= Beginning of Section =
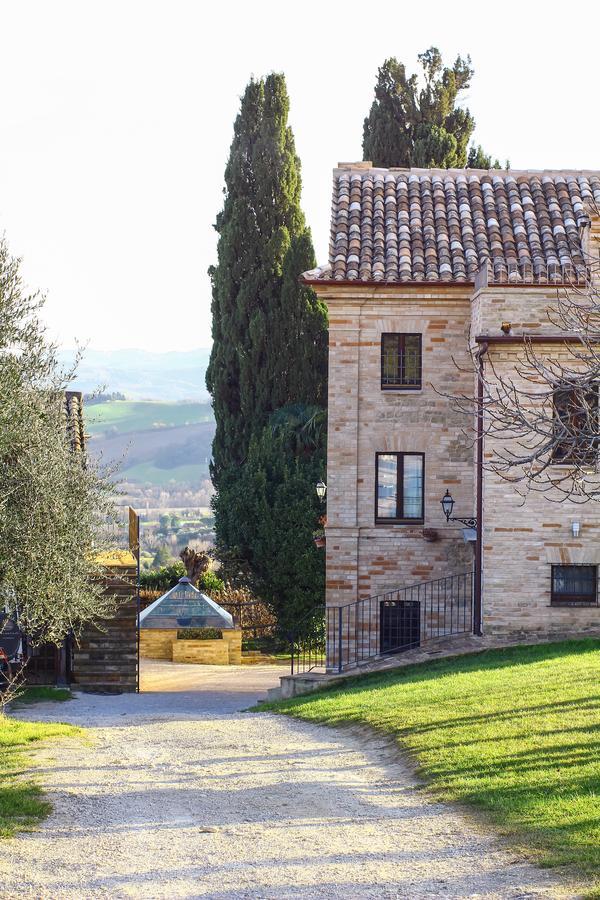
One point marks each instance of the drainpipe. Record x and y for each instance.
(477, 600)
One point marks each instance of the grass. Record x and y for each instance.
(514, 734)
(129, 415)
(22, 805)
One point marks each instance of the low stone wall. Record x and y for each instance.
(163, 644)
(156, 643)
(206, 653)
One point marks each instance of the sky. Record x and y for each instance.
(116, 120)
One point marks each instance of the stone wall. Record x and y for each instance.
(156, 643)
(521, 540)
(220, 652)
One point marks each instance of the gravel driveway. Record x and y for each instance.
(182, 794)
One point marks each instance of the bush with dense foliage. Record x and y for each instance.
(167, 577)
(413, 124)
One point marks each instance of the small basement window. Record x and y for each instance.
(574, 586)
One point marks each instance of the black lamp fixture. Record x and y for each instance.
(447, 502)
(321, 490)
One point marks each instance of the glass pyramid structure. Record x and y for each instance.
(184, 606)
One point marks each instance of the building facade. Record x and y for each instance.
(426, 268)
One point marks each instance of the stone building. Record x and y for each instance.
(424, 266)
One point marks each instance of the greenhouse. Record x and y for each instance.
(184, 606)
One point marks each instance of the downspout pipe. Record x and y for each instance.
(477, 599)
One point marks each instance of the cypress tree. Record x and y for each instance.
(269, 332)
(423, 127)
(269, 351)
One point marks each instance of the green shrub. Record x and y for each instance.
(163, 578)
(209, 583)
(199, 634)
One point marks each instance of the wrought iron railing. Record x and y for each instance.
(338, 638)
(308, 642)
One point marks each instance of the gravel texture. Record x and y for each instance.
(182, 794)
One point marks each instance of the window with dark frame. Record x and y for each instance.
(401, 362)
(574, 586)
(399, 487)
(575, 426)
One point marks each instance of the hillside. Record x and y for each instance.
(140, 374)
(155, 442)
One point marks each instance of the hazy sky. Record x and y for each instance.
(116, 120)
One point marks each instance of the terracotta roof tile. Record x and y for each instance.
(403, 225)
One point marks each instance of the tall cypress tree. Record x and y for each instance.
(423, 127)
(269, 331)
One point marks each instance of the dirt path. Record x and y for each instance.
(182, 795)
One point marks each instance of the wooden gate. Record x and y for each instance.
(105, 659)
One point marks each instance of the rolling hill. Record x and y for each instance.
(154, 442)
(141, 374)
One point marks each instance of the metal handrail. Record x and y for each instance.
(342, 637)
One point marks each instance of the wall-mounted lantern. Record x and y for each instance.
(321, 489)
(447, 502)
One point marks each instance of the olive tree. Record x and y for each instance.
(54, 502)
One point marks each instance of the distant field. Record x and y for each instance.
(148, 473)
(156, 443)
(125, 416)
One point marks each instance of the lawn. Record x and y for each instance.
(22, 804)
(128, 415)
(513, 733)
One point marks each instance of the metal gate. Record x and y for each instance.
(400, 625)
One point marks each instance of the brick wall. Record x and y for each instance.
(364, 558)
(520, 543)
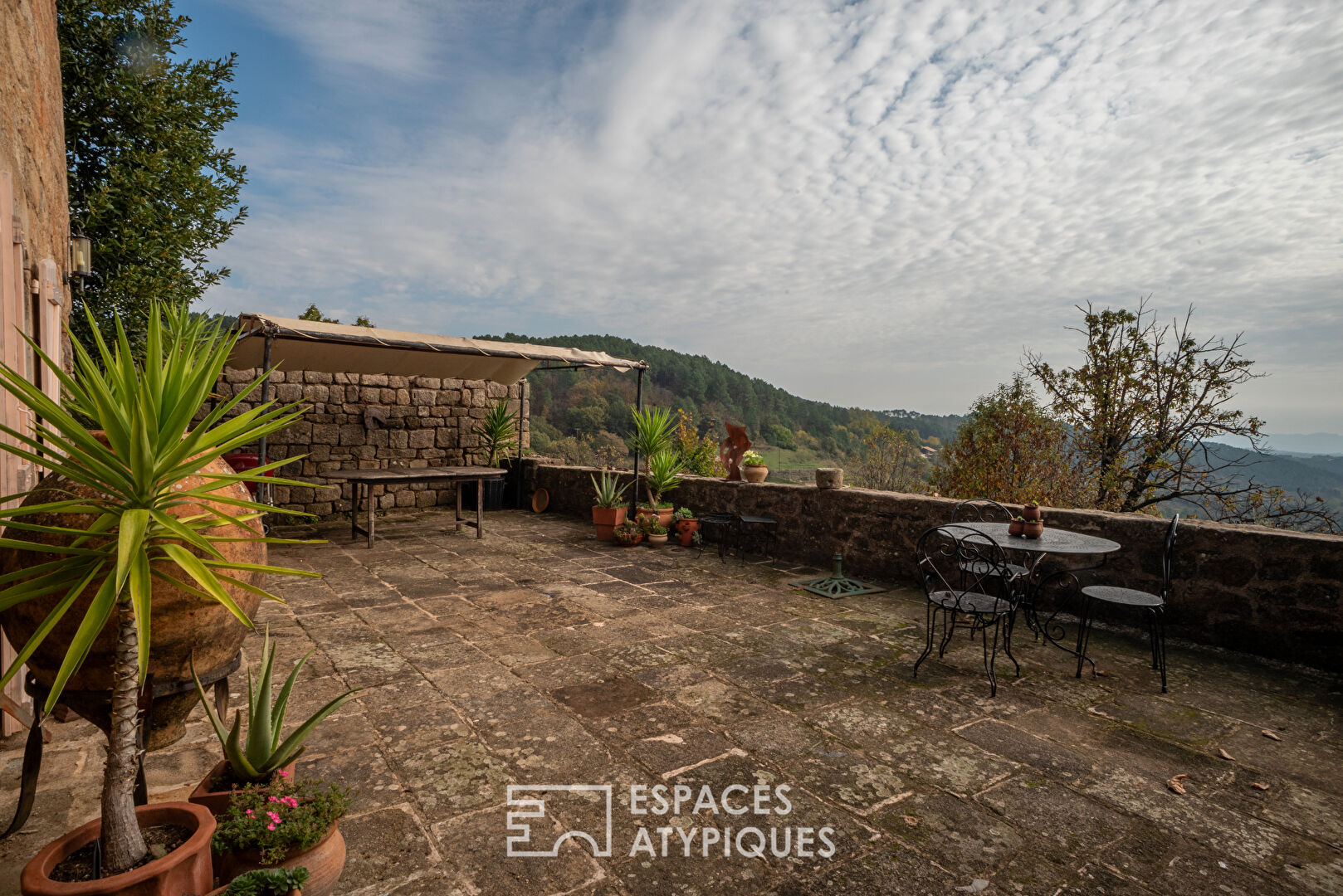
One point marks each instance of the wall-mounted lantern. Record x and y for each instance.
(81, 260)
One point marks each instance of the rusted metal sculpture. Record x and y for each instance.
(732, 450)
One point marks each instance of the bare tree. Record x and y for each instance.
(1150, 409)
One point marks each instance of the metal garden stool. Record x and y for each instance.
(1153, 603)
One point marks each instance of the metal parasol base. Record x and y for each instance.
(836, 586)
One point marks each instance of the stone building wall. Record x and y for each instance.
(428, 422)
(1265, 592)
(32, 134)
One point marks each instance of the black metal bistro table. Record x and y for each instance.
(363, 483)
(1062, 583)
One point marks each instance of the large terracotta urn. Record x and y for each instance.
(182, 625)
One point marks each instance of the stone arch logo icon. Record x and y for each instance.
(530, 802)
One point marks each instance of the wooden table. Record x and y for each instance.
(363, 483)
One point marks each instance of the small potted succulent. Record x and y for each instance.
(628, 533)
(685, 525)
(263, 758)
(285, 825)
(273, 881)
(754, 468)
(654, 533)
(608, 511)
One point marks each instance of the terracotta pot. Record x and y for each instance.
(324, 863)
(686, 529)
(182, 624)
(186, 869)
(606, 520)
(219, 801)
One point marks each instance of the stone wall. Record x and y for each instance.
(32, 134)
(1265, 592)
(428, 422)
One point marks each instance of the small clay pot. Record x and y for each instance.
(219, 801)
(324, 863)
(186, 869)
(686, 529)
(606, 520)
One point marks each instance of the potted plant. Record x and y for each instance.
(285, 825)
(497, 433)
(608, 511)
(685, 525)
(266, 881)
(664, 475)
(653, 429)
(754, 468)
(654, 533)
(136, 512)
(263, 758)
(628, 533)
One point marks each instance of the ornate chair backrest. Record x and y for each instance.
(980, 511)
(1169, 558)
(960, 561)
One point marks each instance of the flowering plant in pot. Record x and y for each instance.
(285, 825)
(664, 475)
(608, 509)
(263, 758)
(685, 525)
(136, 511)
(628, 533)
(754, 468)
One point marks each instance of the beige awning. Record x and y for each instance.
(337, 348)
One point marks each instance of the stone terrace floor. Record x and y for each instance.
(539, 655)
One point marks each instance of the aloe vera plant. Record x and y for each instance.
(263, 752)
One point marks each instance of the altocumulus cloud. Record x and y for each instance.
(871, 203)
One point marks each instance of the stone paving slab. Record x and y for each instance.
(539, 655)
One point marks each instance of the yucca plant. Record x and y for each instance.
(263, 754)
(120, 535)
(653, 427)
(497, 433)
(608, 494)
(664, 475)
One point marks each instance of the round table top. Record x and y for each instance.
(1052, 542)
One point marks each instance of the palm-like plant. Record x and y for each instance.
(664, 476)
(263, 752)
(147, 465)
(653, 427)
(497, 433)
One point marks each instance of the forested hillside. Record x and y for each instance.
(595, 405)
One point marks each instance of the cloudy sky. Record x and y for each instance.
(867, 203)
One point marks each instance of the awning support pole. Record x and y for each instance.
(263, 490)
(638, 406)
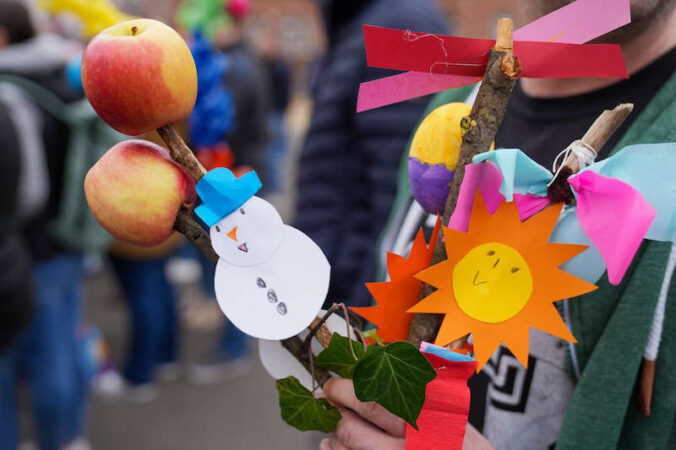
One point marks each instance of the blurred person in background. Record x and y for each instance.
(47, 353)
(16, 289)
(246, 78)
(582, 395)
(247, 81)
(280, 87)
(349, 164)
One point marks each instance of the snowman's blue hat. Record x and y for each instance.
(222, 193)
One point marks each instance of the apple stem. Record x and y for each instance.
(181, 153)
(187, 226)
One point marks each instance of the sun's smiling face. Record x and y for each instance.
(492, 282)
(501, 278)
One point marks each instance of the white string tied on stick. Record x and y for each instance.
(584, 153)
(653, 345)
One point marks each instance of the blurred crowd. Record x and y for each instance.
(330, 171)
(49, 243)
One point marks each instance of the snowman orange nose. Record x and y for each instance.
(232, 234)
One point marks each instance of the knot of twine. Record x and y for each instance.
(558, 190)
(584, 153)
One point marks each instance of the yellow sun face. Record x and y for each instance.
(501, 278)
(492, 282)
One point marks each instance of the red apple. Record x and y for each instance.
(139, 75)
(135, 191)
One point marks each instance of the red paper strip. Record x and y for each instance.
(575, 23)
(443, 419)
(389, 48)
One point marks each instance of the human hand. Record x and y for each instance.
(369, 426)
(364, 426)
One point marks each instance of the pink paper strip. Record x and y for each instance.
(614, 216)
(390, 48)
(487, 178)
(405, 86)
(529, 205)
(443, 419)
(577, 23)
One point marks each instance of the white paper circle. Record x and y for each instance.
(279, 298)
(281, 364)
(249, 235)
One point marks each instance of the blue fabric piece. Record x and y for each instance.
(589, 264)
(447, 354)
(73, 77)
(521, 175)
(152, 304)
(214, 113)
(222, 193)
(650, 169)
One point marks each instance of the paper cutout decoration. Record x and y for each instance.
(434, 154)
(271, 279)
(446, 353)
(620, 200)
(396, 296)
(501, 278)
(280, 363)
(576, 23)
(443, 419)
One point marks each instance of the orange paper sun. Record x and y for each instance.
(501, 278)
(396, 296)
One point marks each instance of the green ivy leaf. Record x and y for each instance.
(302, 410)
(338, 358)
(395, 376)
(373, 334)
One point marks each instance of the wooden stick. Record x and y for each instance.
(186, 225)
(479, 130)
(181, 153)
(601, 130)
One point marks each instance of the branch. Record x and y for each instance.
(187, 226)
(181, 153)
(601, 130)
(479, 130)
(295, 346)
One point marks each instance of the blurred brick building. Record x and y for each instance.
(297, 23)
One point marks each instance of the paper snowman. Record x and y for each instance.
(271, 279)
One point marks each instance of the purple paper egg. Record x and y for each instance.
(429, 184)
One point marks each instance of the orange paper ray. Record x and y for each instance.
(501, 278)
(395, 297)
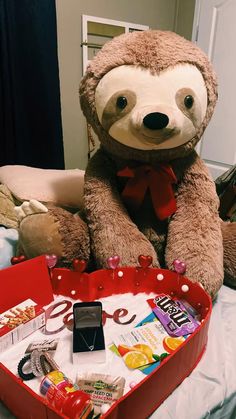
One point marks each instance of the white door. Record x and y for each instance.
(215, 29)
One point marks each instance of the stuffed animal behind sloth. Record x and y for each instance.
(149, 97)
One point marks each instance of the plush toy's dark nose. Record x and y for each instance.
(155, 120)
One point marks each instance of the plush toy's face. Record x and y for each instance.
(152, 112)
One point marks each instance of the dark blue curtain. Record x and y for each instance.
(30, 111)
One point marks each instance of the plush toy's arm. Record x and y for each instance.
(195, 230)
(111, 230)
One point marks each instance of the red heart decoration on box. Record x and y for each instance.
(144, 261)
(17, 259)
(113, 262)
(79, 265)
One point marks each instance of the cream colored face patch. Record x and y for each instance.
(146, 111)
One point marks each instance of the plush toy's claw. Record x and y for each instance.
(29, 208)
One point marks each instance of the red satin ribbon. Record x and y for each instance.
(158, 180)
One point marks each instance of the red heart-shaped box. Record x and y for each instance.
(146, 396)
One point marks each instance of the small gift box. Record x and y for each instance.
(88, 336)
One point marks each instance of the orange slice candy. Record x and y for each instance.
(135, 359)
(142, 347)
(171, 344)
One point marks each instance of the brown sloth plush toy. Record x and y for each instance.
(149, 97)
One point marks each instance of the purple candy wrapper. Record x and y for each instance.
(173, 315)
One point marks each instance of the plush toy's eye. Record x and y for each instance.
(121, 102)
(188, 101)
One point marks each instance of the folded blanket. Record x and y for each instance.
(8, 244)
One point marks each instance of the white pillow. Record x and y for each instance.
(61, 187)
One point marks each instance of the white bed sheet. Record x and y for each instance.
(210, 390)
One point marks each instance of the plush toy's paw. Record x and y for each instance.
(54, 231)
(128, 251)
(210, 280)
(29, 208)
= End of Section =
WHAT IS BEING ASKED: Reply with exactly the lines above from the one that contains "One point marks each instance of the white bed" through the final line of the material, and with nothing else.

ANSWER BOX:
One point marks each instance of the white bed sheet. Record x and y for each instance.
(210, 390)
One point marks each instance of the plush toy's paw. Record x and y for each instance.
(54, 231)
(128, 251)
(210, 280)
(29, 208)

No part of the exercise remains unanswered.